• _SET EXERCISE_
Write the listing out again, all of it, word for word.

========================================

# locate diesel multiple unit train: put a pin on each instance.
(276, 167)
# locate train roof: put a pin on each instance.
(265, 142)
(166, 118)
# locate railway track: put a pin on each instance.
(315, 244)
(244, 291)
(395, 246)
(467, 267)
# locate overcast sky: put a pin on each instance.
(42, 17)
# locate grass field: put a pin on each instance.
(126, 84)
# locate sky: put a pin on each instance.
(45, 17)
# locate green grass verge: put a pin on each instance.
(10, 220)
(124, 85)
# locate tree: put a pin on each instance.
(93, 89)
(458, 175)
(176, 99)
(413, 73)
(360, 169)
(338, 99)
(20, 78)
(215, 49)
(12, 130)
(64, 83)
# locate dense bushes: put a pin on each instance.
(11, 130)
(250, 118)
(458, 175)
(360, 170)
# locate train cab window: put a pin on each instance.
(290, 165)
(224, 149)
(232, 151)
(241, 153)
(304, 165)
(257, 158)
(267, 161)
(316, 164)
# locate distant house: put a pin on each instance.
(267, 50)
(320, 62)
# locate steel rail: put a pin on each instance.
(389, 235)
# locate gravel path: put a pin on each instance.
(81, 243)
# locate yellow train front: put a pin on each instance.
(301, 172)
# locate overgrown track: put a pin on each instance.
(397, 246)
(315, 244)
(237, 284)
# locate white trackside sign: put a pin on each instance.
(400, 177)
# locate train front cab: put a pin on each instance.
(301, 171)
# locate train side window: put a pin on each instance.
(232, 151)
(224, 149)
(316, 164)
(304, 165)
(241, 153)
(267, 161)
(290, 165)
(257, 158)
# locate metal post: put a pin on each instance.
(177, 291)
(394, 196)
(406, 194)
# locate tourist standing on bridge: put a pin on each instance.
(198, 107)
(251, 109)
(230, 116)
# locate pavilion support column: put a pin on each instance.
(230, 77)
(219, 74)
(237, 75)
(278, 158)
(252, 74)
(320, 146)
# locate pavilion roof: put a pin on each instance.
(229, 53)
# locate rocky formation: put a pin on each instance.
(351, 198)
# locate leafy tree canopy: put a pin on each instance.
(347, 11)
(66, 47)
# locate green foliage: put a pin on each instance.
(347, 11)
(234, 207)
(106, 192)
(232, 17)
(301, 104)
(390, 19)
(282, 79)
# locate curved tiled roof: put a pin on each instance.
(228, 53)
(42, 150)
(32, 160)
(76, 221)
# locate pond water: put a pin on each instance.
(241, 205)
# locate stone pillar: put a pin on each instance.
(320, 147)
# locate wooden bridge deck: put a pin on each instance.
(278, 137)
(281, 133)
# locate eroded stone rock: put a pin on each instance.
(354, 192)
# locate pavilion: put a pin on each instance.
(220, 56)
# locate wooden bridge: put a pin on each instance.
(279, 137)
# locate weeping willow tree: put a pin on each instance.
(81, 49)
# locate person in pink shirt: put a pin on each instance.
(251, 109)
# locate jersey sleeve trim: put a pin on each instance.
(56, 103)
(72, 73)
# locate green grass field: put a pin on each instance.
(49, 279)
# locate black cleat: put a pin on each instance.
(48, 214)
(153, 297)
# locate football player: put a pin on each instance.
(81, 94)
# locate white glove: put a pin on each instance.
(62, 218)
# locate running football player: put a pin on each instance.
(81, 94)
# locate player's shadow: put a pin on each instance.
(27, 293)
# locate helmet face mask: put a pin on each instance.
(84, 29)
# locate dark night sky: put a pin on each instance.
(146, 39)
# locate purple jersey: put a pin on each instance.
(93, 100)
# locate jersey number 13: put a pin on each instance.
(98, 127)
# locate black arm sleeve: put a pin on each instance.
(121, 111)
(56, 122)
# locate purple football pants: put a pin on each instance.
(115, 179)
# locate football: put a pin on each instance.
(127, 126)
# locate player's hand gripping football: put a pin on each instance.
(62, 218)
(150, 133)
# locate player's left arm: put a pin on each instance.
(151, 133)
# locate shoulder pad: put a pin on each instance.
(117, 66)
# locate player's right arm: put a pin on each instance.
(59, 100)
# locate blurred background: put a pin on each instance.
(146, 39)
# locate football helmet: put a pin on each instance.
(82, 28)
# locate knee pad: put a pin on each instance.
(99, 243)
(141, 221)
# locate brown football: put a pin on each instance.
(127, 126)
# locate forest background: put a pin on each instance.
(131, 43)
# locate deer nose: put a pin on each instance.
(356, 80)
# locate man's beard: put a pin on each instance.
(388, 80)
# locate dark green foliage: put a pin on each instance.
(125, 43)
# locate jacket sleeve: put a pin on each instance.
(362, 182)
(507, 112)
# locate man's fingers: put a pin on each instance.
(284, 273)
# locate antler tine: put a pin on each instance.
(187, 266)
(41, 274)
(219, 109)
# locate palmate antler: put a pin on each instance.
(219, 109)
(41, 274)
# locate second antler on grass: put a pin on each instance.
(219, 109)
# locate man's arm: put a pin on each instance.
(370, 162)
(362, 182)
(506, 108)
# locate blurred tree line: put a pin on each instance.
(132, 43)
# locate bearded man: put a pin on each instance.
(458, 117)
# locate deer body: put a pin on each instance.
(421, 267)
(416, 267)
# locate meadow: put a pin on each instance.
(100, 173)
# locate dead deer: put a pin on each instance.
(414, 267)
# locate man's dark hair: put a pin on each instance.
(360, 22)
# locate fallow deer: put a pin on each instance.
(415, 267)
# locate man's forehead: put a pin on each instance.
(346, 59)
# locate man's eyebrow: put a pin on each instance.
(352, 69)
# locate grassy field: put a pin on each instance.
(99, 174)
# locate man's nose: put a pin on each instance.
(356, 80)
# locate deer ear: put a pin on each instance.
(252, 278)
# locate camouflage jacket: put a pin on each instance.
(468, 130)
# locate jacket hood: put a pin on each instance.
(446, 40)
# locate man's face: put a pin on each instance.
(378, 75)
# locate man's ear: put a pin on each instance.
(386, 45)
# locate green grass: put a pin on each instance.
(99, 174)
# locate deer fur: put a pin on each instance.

========================================

• _TASK SOLUTION_
# locate diesel multiple unit train: put a pin on each instance.
(276, 167)
# locate train roof: put a pin on each instance.
(265, 142)
(166, 118)
# locate railway track: put a pin on each instance.
(315, 244)
(244, 291)
(395, 246)
(467, 267)
# locate overcast sky: put a pin on each instance.
(42, 17)
# locate grass field: put a pin on each instance.
(126, 84)
# locate sky: put a pin on each instance.
(45, 17)
# locate green grass verge: put a pin on each instance.
(10, 220)
(124, 85)
# locate tree: put a pin on each instance.
(93, 89)
(458, 175)
(176, 99)
(413, 73)
(360, 169)
(338, 99)
(20, 78)
(215, 49)
(12, 130)
(64, 83)
# locate dense bushes: put a pin on each instance.
(11, 130)
(250, 118)
(458, 175)
(360, 170)
# locate train cab window: put a pin on each instance.
(290, 165)
(224, 149)
(232, 151)
(241, 153)
(304, 165)
(257, 158)
(267, 161)
(316, 164)
# locate distant house: put a pin on each instance.
(267, 50)
(320, 62)
# locate steel rail: put a pin on each instance.
(389, 235)
# locate gravel path: put a pin on each instance.
(81, 243)
# locate yellow train front: put a pin on each instance.
(301, 172)
# locate overgrown track: put a pin on each instance.
(397, 246)
(315, 244)
(237, 284)
# locate white trackside sign: put a pin on each instance.
(400, 177)
# locate train front cab: put a pin on each instance.
(301, 171)
# locate train side window: put a pin on each instance.
(232, 151)
(224, 149)
(316, 164)
(304, 165)
(241, 153)
(267, 161)
(290, 165)
(257, 158)
# locate metal post: put a pin on each instance.
(177, 291)
(394, 196)
(406, 194)
# locate tourist standing on bridge: put a pin on each instance.
(198, 107)
(251, 109)
(230, 116)
# locate pavilion support column: put a pin on each instance.
(230, 77)
(219, 74)
(237, 75)
(278, 158)
(252, 74)
(320, 146)
# locate pavilion roof: put a pin on each instance.
(229, 53)
# locate rocky formation: put a pin on each instance.
(351, 198)
# locate leafy tree canopy: put a pin on each instance.
(347, 11)
(66, 47)
# locate green foliage: put a pin on each instance.
(347, 11)
(234, 207)
(106, 192)
(232, 17)
(301, 104)
(390, 19)
(282, 79)
# locate curved tiled roof: put a pin on each instance.
(228, 53)
(42, 150)
(32, 160)
(76, 221)
# locate pond water: put a pin on each instance.
(241, 205)
# locate stone pillar: put a pin on each instance.
(320, 147)
# locate wooden bridge deck: put a pin on each instance.
(278, 137)
(281, 133)
# locate eroded stone rock: put a pin on each instance.
(354, 192)
# locate pavilion: put a pin on each instance.
(220, 56)
# locate wooden bridge: put a pin on each instance.
(279, 137)
# locate weeping willow tree: put a pin on each instance.
(81, 49)
# locate person in pink shirt: put a pin on each instance.
(251, 109)
# locate jersey sleeve trim: put a pin on each instance.
(56, 103)
(72, 73)
# locate green grass field: put a pin on each instance.
(49, 279)
# locate black cleat: put a pin on each instance.
(48, 214)
(153, 297)
# locate football player: put a pin on each instance.
(81, 94)
# locate white glove: put a pin on each instance.
(62, 218)
# locate running football player: put a pin on each instance.
(81, 94)
# locate player's shadow: put a pin on each instance.
(27, 293)
# locate helmet face mask: put a pin on each instance.
(84, 29)
# locate dark night sky: put a pin on each instance.
(146, 39)
# locate purple jersey: put a pin on each instance.
(93, 100)
# locate jersey number 13: put a pin on each instance.
(98, 127)
# locate black arm sleeve: put a pin on each instance.
(121, 111)
(56, 122)
# locate purple football pants: put a pin on each instance.
(115, 179)
# locate football: put a pin on each instance.
(127, 126)
# locate player's hand gripping football: put a pin on each instance.
(62, 218)
(150, 133)
# locate player's left arm: put a pin on each instance.
(151, 133)
# locate shoulder pad: put a pin on each instance.
(117, 66)
# locate player's right arm: put a pin on each instance.
(59, 100)
# locate blurred background: put a pin on each instance.
(146, 39)
# locate football helmet: put a pin on each instance.
(82, 28)
# locate knee pad: put a pin on each instance.
(99, 243)
(141, 221)
# locate brown football: put a pin on each instance.
(127, 126)
# locate forest background: put a pin on each instance.
(131, 43)
# locate deer nose: put a pin on each instance.
(356, 80)
# locate man's beard: put a pin on each instance.
(388, 80)
# locate dark green foliage: put a pin on each instance.
(125, 43)
# locate jacket sleeve: put a pin on each instance.
(362, 182)
(507, 112)
# locate man's fingers: put a pin on each instance.
(284, 273)
# locate antler tine: put a pin on each instance.
(187, 266)
(41, 274)
(219, 109)
# locate palmate antler: put a pin on each instance.
(219, 109)
(41, 274)
# locate second antler on grass: put a pin on each instance.
(219, 109)
# locate man's arm: put a pin on each instance.
(370, 162)
(362, 182)
(506, 108)
# locate blurred tree line: put a pin on each instance.
(132, 43)
# locate bearded man: put a pin on each instance.
(458, 117)
# locate deer body: put a pin on each instance.
(421, 267)
(416, 267)
# locate meadow: put a pin on each instance.
(100, 173)
# locate dead deer: put a pin on each instance.
(414, 267)
# locate man's dark hair: put a pin on each instance.
(360, 22)
# locate fallow deer: put a pin on each instance.
(415, 267)
# locate man's forehead: put a pin on each instance.
(346, 59)
# locate man's eyebrow: put a pin on each instance.
(352, 69)
# locate grassy field: put a pin on each instance.
(99, 174)
# locate man's nose: put a pin on each instance.
(356, 80)
# locate deer ear: put a pin on each instance.
(252, 278)
# locate camouflage jacket: put a pin on each instance.
(468, 130)
# locate jacket hood: put a pin on each instance.
(446, 40)
# locate man's face: put a pin on each instance.
(378, 75)
# locate man's ear: put a pin on each instance.
(386, 45)
# locate green grass: put a pin on each instance.
(99, 174)
# locate deer fur: put a pin on each instance.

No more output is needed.